Given passage:
╔══
Failure to diagnose is one of the most common causes for medical malpractice claims. The wrong diagnosis or a missed diagnosis can mean the difference between life and death for a lot of people. A person diagnosed with stage two breast cancer might have a survival rate of 82 percent, while that same person diagnosed at stage four might have a survival rate of just 15 percent. Doctors are trusted to not just make things better, but to prevent life-altering or life-taking diseases. A doctor who has all the information and resources necessary to make an accurate diagnosis but who fails to do so can and should be charged with medical malpractice.

Woman Wins $15 Million in Breast Cancer Case

Cancer is a prime example of when failure to diagnose can cause life-altering and irreversible effects. One such case was heard back in 2012, when a 40-year-old mother of three went to her doctor because of a lump in her breast and was told it was “nothing but a clogged milk duct.”

The woman first felt a lump the size of a marble in her breast during a self-exam in 2002. She scheduled an appointment with Dr. Paul R. Fisher at the Carol Baldwin Breast Cancer Center in Stony Brook, N.Y., where she underwent a mammography. Dr. Fisher told her not to worry, that the lump was a clogged milk duct that developed after she recently finished breast feeding her third child. Sixteen months later, the lump had grown, and so she returned to the same doctor, who then diagnosed her with breast cancer.
╚══
[Records from a data collection]
╔══
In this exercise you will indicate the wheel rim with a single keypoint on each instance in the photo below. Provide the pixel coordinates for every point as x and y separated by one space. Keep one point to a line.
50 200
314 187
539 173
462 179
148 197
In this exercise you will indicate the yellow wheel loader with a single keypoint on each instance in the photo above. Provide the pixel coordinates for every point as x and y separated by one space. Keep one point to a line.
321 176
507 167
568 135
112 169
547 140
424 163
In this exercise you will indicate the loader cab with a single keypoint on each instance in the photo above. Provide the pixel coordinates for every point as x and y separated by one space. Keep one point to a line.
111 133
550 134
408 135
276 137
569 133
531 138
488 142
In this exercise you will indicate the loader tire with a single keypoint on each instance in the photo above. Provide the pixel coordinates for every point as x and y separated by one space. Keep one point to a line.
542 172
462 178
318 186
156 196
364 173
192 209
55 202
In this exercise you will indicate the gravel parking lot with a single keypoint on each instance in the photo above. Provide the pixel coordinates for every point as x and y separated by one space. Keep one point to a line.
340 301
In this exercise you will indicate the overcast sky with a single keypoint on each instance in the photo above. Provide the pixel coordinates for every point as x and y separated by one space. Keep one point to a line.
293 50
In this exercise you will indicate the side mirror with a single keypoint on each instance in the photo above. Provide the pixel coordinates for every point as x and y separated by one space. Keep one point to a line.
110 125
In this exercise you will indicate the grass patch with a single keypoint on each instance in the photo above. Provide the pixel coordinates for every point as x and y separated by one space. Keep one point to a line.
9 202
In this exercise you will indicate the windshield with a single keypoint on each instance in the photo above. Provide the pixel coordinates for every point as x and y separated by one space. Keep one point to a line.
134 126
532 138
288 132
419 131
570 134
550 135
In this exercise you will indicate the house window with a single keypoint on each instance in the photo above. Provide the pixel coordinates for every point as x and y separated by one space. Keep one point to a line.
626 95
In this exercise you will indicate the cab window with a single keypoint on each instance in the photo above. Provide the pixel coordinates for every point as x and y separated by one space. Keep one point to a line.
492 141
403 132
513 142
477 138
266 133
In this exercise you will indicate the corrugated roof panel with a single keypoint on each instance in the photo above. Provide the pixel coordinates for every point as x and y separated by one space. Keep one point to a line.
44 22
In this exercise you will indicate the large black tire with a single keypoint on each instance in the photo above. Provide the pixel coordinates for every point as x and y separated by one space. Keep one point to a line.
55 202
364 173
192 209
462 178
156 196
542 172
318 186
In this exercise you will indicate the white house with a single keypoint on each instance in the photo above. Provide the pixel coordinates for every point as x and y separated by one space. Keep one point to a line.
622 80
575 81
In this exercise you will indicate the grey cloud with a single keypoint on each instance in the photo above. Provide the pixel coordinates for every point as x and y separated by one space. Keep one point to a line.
╚══
Required work:
- 1) List, in order of appearance, every number written in digits in the passage on failure to diagnose, along with the word or symbol attached to it.
- 2) Continue the passage on failure to diagnose from its last sentence.
The records have no role in this.

Answers to the exercise:
- 1)
82 percent
15 percent
$15 Million
2012
40-year-old
2002

- 2)
According to the woman’s attorney, his client had taken comfort in Fisher’s initial diagnosis and simply thought that the “milk duct” was infected. She held onto this false sense of hope until her second appointment in February of 2004. By that time, the cancer had spread to her lymph nodes. After she underwent chemotherapy, a mastectomy, and radiation treatments to fight the cancer, it has spread to her bloodstream and metastasized to her bones.

Jurors sided with the woman and awarded her $15 million in damages.

For many, the case was especially moving because she had done everything right. She performed regular breast exams and scheduled a mammography when she thought she felt something unusual. In any other situation, the woman’s prognosis would have been a good one. At the time of her trial, it was “uncertain.” Two years after the verdict was handed down, the woman passed away.

Proving Medical Malpractice

Proving medical malpractice involves several factors. In addition to proving that the basic requirements existed (a patient/doctor relationship, negligence, causation, and damages), the patient and/or his or her family must be able to obtain expert testimonies from one or more professionals in the same line of work as the defendant. The expert must be able to attest to the fact that he or she would have made an accurate diagnosis given the same information, same training, and same medical history the original doctor was privy to. The expert must also show how he or she would have done things differently had the patient gone to him or her instead of the defendant.

For instance, one specialist in the woman’s case, a radiologist, explained that Fisher should have performed a sonogram and not just a mammogram. Mammograms are great for spotting cancer in older women, but in younger women with calcifications in their breasts, the radiation could easily pass through a cancer mass. Experts also agreed that further investigation should have performed given the size of the woman’s lump and the density of the mammogram image.

In addition to expert testimony, plaintiffs also need thorough medical records, images, and accurate accounts of how they were treated when they approached their medical professionals with their initial complaints.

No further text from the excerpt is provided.